[Dataset rows]
_ _ _ _ _ _ _

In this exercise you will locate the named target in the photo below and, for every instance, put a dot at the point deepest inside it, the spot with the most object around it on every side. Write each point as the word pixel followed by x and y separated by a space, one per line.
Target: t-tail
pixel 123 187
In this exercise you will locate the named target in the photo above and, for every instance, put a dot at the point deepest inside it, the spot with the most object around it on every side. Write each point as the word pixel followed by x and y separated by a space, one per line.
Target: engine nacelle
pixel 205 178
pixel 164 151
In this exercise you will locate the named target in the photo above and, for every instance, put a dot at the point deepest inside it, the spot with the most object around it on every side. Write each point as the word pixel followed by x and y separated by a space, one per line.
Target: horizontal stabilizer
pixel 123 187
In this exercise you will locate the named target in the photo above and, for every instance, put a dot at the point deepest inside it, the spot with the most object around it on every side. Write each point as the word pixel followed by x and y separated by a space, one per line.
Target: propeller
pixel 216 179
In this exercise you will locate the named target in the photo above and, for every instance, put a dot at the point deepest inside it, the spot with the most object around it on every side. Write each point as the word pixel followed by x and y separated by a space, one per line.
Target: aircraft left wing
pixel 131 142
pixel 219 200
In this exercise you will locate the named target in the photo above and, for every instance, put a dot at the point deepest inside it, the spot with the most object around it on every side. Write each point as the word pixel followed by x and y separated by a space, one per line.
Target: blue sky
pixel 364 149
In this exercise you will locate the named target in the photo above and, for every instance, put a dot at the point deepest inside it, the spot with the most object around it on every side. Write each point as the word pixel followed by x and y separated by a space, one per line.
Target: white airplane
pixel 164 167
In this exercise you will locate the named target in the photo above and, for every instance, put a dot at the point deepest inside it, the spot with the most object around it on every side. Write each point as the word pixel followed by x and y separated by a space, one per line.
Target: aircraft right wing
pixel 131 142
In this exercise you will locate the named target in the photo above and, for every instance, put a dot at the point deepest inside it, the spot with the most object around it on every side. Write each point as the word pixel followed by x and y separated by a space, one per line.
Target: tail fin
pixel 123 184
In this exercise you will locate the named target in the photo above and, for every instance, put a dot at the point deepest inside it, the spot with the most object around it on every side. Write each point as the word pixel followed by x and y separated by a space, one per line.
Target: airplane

_ _ _ _ _ _ _

#### What is needed
Print the data above unchanged, starting at its first line and stopping after the line that contains "pixel 164 151".

#### The output
In this exercise you will locate the named target in the photo below and, for every instance, put a dot at the point deepest inside it, the spot with the most object around it on every side. Write each point as the word pixel followed by x and y separated by a space, one per line.
Target: t-tail
pixel 123 187
In this exercise you will locate the named target in the photo above and, for every instance, put a dot at the point deepest inside it, the spot with the most object around it on every side. Write each point as the word pixel followed by x and y separated by a space, one per line.
Target: engine nacelle
pixel 205 178
pixel 164 151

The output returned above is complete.